Pull out each line in the listing below that contains the string "flower".
☆ ☆ ☆
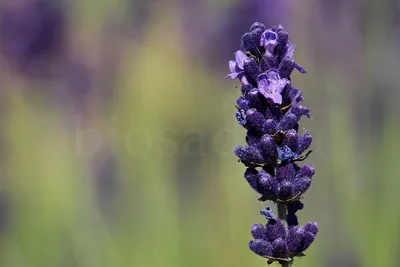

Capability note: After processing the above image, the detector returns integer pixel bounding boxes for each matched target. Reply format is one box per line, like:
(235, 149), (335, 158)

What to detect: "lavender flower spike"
(226, 50), (248, 85)
(227, 22), (318, 267)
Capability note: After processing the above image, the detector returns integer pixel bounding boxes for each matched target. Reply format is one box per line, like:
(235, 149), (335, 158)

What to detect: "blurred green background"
(0, 0), (400, 267)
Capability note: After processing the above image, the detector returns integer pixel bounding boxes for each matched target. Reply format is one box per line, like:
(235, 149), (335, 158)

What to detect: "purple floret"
(227, 22), (318, 264)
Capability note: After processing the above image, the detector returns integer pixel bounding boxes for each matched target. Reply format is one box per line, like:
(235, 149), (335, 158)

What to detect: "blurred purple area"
(0, 0), (67, 74)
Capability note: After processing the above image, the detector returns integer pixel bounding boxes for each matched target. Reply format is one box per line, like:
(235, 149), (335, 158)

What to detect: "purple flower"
(249, 208), (318, 262)
(226, 50), (248, 85)
(227, 22), (318, 266)
(260, 30), (278, 55)
(258, 69), (288, 105)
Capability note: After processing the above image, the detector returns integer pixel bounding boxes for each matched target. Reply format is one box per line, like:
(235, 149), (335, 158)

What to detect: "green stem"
(277, 203), (292, 267)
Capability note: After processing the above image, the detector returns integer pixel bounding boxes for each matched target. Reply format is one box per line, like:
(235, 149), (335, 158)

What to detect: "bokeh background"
(0, 0), (400, 267)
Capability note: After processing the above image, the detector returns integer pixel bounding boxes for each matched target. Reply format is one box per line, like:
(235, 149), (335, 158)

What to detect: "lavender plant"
(227, 22), (318, 266)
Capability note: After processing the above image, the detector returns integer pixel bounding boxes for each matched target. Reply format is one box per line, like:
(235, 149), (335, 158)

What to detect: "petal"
(278, 180), (295, 200)
(264, 93), (282, 105)
(260, 30), (278, 54)
(272, 238), (288, 258)
(266, 219), (286, 242)
(249, 239), (272, 257)
(286, 226), (306, 254)
(244, 168), (260, 192)
(276, 163), (296, 181)
(258, 174), (279, 199)
(235, 50), (247, 70)
(282, 129), (299, 152)
(229, 60), (237, 73)
(297, 133), (312, 154)
(258, 75), (269, 95)
(294, 63), (307, 74)
(251, 224), (266, 239)
(234, 146), (264, 163)
(284, 44), (296, 58)
(225, 72), (239, 79)
(304, 222), (318, 235)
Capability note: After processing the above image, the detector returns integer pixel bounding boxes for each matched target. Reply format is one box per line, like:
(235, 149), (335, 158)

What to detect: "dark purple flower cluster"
(249, 207), (318, 263)
(0, 0), (66, 71)
(227, 22), (317, 261)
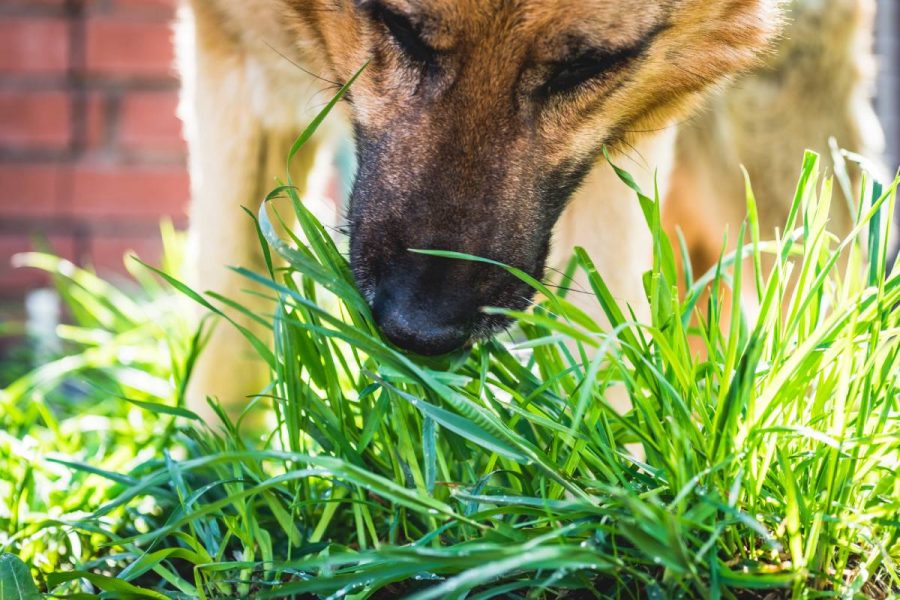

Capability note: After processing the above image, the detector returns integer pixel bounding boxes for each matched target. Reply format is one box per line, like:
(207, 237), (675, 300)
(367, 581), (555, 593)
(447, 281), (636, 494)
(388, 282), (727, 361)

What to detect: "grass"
(0, 81), (900, 600)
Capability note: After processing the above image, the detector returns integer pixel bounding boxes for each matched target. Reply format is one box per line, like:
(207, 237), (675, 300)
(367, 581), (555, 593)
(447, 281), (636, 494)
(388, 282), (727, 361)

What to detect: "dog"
(176, 0), (881, 422)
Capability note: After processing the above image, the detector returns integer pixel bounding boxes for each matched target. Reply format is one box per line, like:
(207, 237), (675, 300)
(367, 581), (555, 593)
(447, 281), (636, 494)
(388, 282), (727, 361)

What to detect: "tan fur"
(178, 0), (877, 422)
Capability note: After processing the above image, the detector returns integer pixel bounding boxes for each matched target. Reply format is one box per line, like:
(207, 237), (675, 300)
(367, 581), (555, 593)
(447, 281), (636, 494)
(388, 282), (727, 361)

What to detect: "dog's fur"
(177, 0), (879, 422)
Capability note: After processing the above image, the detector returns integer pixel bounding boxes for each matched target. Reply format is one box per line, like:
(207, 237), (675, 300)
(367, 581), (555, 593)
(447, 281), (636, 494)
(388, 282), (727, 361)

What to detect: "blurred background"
(0, 0), (900, 336)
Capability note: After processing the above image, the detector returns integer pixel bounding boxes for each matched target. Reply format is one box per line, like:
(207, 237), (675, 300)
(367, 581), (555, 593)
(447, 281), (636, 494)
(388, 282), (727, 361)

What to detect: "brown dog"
(178, 0), (879, 422)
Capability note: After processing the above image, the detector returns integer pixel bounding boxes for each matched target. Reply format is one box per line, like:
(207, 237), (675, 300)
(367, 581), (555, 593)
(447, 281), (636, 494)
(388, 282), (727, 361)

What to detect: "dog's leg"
(550, 128), (675, 410)
(177, 1), (324, 423)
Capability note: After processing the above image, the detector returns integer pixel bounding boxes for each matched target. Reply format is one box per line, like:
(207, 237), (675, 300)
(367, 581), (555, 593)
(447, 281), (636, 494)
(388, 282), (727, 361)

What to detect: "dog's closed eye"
(540, 46), (643, 97)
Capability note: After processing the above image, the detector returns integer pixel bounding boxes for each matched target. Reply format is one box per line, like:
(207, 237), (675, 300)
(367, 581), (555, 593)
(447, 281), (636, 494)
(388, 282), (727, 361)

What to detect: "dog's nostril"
(373, 294), (471, 356)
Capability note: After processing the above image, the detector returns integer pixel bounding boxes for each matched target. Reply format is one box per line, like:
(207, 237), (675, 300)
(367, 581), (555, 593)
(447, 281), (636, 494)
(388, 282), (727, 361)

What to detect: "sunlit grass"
(0, 78), (900, 599)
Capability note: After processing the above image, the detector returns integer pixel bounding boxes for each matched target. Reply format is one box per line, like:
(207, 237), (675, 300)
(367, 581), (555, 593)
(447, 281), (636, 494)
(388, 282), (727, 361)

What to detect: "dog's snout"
(372, 264), (477, 356)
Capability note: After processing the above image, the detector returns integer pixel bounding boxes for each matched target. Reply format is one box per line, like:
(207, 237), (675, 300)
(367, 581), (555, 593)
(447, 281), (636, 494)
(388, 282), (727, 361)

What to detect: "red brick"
(86, 234), (162, 276)
(0, 92), (72, 149)
(0, 18), (69, 75)
(85, 17), (174, 79)
(0, 164), (68, 218)
(119, 92), (184, 154)
(2, 0), (66, 12)
(81, 92), (111, 150)
(0, 233), (75, 298)
(113, 0), (178, 16)
(72, 165), (189, 220)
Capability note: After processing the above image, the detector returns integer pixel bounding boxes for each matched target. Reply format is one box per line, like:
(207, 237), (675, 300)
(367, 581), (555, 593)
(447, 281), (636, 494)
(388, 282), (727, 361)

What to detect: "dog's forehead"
(384, 0), (669, 47)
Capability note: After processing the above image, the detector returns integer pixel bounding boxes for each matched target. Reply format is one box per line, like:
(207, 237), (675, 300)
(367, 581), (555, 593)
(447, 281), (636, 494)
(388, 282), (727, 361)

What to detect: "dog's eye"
☆ ☆ ☆
◆ Written response:
What to detect: "lavender flower spike"
What to detect: "purple flower"
What to detect: "dark purple flower cluster"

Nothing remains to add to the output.